Point placement records
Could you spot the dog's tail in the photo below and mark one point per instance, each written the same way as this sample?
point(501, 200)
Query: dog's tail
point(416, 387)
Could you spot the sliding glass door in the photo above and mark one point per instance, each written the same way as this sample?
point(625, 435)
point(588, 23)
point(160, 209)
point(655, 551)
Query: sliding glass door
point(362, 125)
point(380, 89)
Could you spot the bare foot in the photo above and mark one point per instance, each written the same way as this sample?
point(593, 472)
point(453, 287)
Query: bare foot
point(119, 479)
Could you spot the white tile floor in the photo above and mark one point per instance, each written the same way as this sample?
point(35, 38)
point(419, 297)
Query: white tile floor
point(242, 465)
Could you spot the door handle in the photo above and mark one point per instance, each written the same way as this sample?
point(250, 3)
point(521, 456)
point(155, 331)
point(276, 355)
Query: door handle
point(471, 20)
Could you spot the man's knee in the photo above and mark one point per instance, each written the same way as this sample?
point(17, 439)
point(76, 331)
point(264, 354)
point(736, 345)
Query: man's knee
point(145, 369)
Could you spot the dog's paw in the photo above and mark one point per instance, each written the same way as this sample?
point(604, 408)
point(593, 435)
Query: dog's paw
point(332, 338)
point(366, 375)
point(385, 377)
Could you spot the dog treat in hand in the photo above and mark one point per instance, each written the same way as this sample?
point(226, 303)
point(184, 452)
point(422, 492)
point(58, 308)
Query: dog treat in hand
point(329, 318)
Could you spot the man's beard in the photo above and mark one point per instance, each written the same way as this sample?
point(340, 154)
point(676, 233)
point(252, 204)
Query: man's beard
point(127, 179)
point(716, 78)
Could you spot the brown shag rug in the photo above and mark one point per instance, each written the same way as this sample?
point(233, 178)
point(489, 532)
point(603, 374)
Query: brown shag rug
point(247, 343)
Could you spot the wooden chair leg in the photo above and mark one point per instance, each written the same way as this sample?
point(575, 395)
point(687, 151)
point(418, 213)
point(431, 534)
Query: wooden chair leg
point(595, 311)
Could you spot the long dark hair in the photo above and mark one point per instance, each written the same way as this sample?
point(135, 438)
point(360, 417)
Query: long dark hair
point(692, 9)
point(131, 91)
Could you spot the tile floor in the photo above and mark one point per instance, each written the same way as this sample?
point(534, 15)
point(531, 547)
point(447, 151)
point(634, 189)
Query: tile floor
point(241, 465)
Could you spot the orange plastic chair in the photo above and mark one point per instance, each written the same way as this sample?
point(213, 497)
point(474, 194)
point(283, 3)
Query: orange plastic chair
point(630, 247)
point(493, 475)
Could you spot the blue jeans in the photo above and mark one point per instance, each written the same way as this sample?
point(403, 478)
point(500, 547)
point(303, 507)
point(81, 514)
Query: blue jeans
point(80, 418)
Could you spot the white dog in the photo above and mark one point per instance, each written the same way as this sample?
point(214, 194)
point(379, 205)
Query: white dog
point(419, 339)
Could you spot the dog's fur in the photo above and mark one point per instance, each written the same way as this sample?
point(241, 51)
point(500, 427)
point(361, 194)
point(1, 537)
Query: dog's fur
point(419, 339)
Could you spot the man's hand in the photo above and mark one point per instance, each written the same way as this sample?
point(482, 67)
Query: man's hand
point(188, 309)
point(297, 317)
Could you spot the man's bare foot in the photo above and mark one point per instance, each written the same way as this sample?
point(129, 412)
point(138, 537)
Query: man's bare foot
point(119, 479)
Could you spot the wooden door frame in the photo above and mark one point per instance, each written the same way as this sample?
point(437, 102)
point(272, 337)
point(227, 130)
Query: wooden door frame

_GIVEN INSTRUCTION:_ Rename "Query" to "Target" everywhere in the rows above and write them out again with everything else unchanged.

_REPLY TO THE EXERCISE:_
Could you spot the dog's tail in the photo below and mark one point per instance, each written the same way as this sample?
point(501, 200)
Target: dog's tail
point(416, 387)
Could you spot the sliding glass door in the photo above and mark one point per instance, each written the same way as this sample?
point(625, 435)
point(588, 23)
point(160, 209)
point(655, 551)
Target: sliding glass door
point(362, 125)
point(380, 89)
Could you spot the bare foot in the photo above and mark one point per instance, each written the same way as this sample?
point(593, 472)
point(453, 287)
Target: bare foot
point(119, 479)
Could you spot the white tile floor in the photo above and mark one point per instance, each written the same way as this sample?
point(35, 38)
point(419, 297)
Target: white tile floor
point(242, 465)
Could you spot the door handle in the photo above and mark one point per instance, each written the same way as this sample?
point(250, 3)
point(521, 456)
point(155, 331)
point(276, 355)
Target: door handle
point(471, 20)
Could you spot the man's knee in the photo above and mark one point per instance, each written the same way as this sample?
point(17, 439)
point(76, 331)
point(264, 354)
point(736, 345)
Target: man's knee
point(145, 369)
Could you spot the dog's paw in the photo above and mark one point per instance, each written the same way as this sample?
point(604, 408)
point(593, 435)
Target: dog's paw
point(332, 338)
point(366, 375)
point(385, 377)
Could you spot the dog treat in hand in the photo above and mark one point per instance, each written the same way as this sample?
point(226, 303)
point(184, 452)
point(422, 492)
point(58, 308)
Target: dog treat in hand
point(329, 318)
Could you spot the man's beard in the photo above and mark one point per instance, each written the same way as this sample?
point(340, 154)
point(676, 233)
point(252, 204)
Target: man's beard
point(127, 179)
point(716, 78)
Could you spot the brown shag rug in the photo above and mark one point per instance, each written the same way as this sample?
point(233, 178)
point(489, 532)
point(603, 374)
Target: brown shag rug
point(247, 343)
Could you spot the wooden chair leg in the photo above and mark one point per instance, each written the same way as this sample?
point(575, 395)
point(687, 151)
point(418, 213)
point(431, 534)
Target: wooden chair leg
point(595, 311)
Could you spot the long dark hair in the photo above and mark one point per instance, each written the same way as this sample?
point(135, 438)
point(360, 417)
Target: long dark hair
point(692, 9)
point(131, 91)
Could you spot the tile floor in the photo above and mark one point per instance, each written the same way as this sample?
point(534, 15)
point(531, 547)
point(447, 151)
point(634, 189)
Target: tile floor
point(241, 465)
Could you spot the orange plastic chair in the photo above and mark one point per instance, each written the same way as this sample?
point(213, 497)
point(474, 194)
point(283, 3)
Target: orange plastic chair
point(630, 247)
point(493, 475)
Could you spot the blue jeans in the photo above and mark one point per instance, each written the same way as this sample?
point(403, 478)
point(500, 547)
point(303, 507)
point(81, 514)
Target: blue jeans
point(80, 418)
Could you spot the white dog in the photo above and mark one point per instance, each written the same way as this sample?
point(214, 194)
point(379, 205)
Target: white dog
point(419, 339)
Could you spot the dog's fur in the photo above and mark one point per instance, each written the same way as this sample?
point(241, 51)
point(500, 427)
point(361, 194)
point(1, 537)
Target: dog's fur
point(419, 339)
Could you spot the man's hand in the photo above and mark one point per instance, each written the same way as this sample?
point(482, 67)
Target: man's hand
point(188, 309)
point(297, 317)
Could you spot the man's bare foot in the photo above and mark one point per instance, each written the same way as this sample?
point(129, 412)
point(138, 537)
Target: man's bare foot
point(119, 479)
Could you spot the wooden door frame in the photo above and mark one point per instance, each written the same way as this sample?
point(437, 102)
point(272, 337)
point(227, 130)
Target: wooden door frame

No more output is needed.